ACTIVITY: Search the material for the word "blue" and copy every line in which it occurs.
** Opening SOURCE DATA block **
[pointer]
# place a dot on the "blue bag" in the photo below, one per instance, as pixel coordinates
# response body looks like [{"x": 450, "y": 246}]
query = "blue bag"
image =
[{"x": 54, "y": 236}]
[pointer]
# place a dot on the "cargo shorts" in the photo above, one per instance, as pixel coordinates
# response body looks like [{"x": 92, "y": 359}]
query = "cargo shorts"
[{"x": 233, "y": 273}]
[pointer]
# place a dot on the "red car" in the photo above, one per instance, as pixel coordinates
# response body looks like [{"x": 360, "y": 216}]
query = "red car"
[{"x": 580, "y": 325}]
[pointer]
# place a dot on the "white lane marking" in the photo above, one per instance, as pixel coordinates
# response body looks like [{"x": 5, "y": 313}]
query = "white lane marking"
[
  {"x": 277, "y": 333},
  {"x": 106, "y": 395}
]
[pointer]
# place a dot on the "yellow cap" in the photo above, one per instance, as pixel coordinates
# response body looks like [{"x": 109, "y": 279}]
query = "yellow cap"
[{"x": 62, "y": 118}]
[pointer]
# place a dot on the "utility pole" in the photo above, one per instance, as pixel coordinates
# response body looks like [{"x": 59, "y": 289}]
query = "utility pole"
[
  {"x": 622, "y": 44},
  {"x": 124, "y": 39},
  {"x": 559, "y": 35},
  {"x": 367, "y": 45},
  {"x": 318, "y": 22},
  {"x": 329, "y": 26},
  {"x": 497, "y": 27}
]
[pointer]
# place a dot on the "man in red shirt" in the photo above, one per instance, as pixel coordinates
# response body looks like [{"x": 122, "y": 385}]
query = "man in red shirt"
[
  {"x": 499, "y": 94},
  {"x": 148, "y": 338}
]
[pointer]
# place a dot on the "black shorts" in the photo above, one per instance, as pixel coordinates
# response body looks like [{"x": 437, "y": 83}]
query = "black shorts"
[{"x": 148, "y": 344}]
** Closing SOURCE DATA block **
SOLUTION TO THE EXERCISE:
# place a dot on the "blue bag" in the photo below, one per instance, as pixel coordinates
query = "blue bag"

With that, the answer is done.